▶ **Document text**:
* START *
Напротив Sasoss, не ги пропускам. Но не пропускам и изявленията на един друг човек, който от преврата в Чили насам има решаващ глас във външната политика на американците. Няма да се учудя ако той е бил навремето бисквитката улучила днешният храст.
Понеже знам, че си любознателен
, ти пействам статиите, които имах пред вид.
Предполагам че и за извънземното ще са интересни
Don't Attack Saddam
It would undermine our antiterror efforts.
BY BRENT SCOWCROFT
Thursday, August 15, 2002 12:01 a.m. EDT , Wallstreet JournalOur nation is presently engaged in a debate about whether to launch a war against Iraq. Leaks of various strategies for an attack on Iraq appear with regularity. The Bush administration vows regime change, but states that no decision has been made whether, much less when, to launch an invasion.
It is beyond dispute that Saddam Hussein is a menace. He terrorizes and brutalizes his own people. He has launched war on two of his neighbors. He devotes enormous effort to rebuilding his military forces and equipping them with weapons of mass destruction. We will all be better off when he is gone.
That said, we need to think through this issue very carefully. We need to analyze the relationship between Iraq and our other pressing priorities--notably the war on terrorism--as well as the best strategy and tactics available were we to move to change the regime in Baghdad.
Saddam's strategic objective appears to be to dominate the Persian Gulf, to control oil from the region, or both.
That clearly poses a real threat to key U.S. interests. But there is scant evidence to tie Saddam to terrorist organizations, and even less to the Sept. 11 attacks. Indeed Saddam's goals have little in common with the terrorists who threaten us, and there is little incentive for him to make common cause with them.
He is unlikely to risk his investment in weapons of mass destruction, much less his country, by handing such weapons to terrorists who would use them for their own purposes and leave Baghdad as the return address. Threatening to use these weapons for blackmail--much less their actual use--would open him and his entire regime to a devastating response by the U.S. While Saddam is thoroughly evil, he is above all a power-hungry survivor.
Saddam is a familiar dictatorial aggressor, with traditional goals for his aggression. There is little evidence to indicate that the United States itself is an object of his aggression. Rather, Saddam's problem with the U.S. appears to be that we stand in the way of his ambitions. He seeks weapons of mass destruction not to arm terrorists, but to deter us from intervening to block his aggressive designs.
Given Saddam's aggressive regional ambitions, as well as his ruthlessness and unpredictability, it may at some point be wise to remove him from power. Whether and when that point should come ought to depend on overall U.S. national security priorities. Our pre-eminent security priority--underscored repeatedly by the president--is the war on terrorism. An attack on Iraq at this time would seriously jeopardize, if not destroy, the global counterterrorist campaign we have undertaken.
* END *
▶ **Job 1**: Decide whether each statement agrees with the text on Iraq, answering yes or no and quoting the words of the text that settle it: (a) there is strong evidence tying Saddam to the Sept. 11 attacks; (b) Saddam is described as above all a power-hungry survivor; (c) the Bush administration has decided when to launch an invasion.
▶ **Job 2**: Resume the text on Iraq, writing on from its final sentence in the same voice.
The records that come next are separate material, unrelated to the text on Iraq.

▶ **Record list**:
* START *
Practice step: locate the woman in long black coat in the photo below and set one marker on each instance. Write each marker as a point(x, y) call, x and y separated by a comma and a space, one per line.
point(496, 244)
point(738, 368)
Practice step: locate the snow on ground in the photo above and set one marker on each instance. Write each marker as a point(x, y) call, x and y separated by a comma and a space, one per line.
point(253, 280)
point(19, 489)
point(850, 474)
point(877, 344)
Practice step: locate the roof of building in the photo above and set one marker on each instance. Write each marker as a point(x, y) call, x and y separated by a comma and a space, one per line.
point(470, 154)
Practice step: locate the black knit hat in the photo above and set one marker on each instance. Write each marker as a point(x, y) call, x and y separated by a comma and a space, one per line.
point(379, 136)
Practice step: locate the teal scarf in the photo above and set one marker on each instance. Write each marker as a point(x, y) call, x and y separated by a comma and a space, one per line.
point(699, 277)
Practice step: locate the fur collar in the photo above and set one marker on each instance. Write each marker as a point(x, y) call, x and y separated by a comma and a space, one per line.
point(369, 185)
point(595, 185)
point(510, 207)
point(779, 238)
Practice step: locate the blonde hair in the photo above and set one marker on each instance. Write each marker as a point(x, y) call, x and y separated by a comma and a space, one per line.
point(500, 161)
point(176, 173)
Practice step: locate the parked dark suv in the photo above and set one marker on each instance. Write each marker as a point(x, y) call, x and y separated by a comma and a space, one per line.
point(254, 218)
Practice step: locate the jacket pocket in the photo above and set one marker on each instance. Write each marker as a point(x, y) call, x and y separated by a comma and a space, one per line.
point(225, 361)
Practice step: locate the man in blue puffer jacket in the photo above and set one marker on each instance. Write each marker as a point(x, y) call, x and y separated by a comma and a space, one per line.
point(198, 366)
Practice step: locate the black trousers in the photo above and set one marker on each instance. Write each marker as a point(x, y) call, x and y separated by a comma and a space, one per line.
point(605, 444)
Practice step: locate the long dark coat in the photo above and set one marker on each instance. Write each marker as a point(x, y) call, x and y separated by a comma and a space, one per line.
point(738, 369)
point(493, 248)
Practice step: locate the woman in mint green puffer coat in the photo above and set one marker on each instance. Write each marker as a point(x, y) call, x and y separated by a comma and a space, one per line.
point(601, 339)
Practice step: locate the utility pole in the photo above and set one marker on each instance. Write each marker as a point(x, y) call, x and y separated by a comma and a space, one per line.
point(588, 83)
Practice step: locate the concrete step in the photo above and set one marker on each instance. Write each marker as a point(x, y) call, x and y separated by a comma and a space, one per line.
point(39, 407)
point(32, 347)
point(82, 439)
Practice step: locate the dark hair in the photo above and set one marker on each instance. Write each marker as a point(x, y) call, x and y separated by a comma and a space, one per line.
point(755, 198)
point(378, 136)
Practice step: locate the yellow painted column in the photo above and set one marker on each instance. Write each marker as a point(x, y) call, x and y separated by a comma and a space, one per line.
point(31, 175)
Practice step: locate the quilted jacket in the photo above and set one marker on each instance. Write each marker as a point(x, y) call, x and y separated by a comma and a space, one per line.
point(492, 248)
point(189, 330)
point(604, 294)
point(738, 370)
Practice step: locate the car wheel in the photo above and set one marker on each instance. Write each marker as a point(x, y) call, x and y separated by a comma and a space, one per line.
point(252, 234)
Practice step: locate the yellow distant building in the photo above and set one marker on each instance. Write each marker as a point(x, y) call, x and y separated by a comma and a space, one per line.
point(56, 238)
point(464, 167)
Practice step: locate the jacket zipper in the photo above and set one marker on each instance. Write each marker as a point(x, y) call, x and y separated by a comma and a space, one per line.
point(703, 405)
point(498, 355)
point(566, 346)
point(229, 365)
* END *
▶ **Result 1**:
(a) No: "there is scant evidence to tie Saddam to terrorist organizations, and even less to the Sept. 11 attacks"
(b) Yes: "he is above all a power-hungry survivor"
(c) No: "states that no decision has been made whether, much less when, to launch an invasion"

▶ **Result 2**:
The United States could certainly defeat the Iraqi military and destroy Saddam's regime. But it would not be a cakewalk. On the contrary, it undoubtedly would be very expensive--with serious consequences for the U.S. and global economy--and could as well be bloody. In fact, Saddam would be likely to conclude he had nothing left to lose, leading him to unleash whatever weapons of mass destruction he possesses.
Israel would have to expect to be the first casualty, as in 1991 when Saddam sought to bring Israel into the Gulf conflict. This time, using weapons of mass destruction, he might succeed, provoking Israel to respond, perhaps with nuclear weapons, unleashing an Armageddon in the Middle East. Finally, if we are to achieve our strategic objectives in Iraq, a military campaign very likely would have to be followed by a large-scale, long-term military occupation.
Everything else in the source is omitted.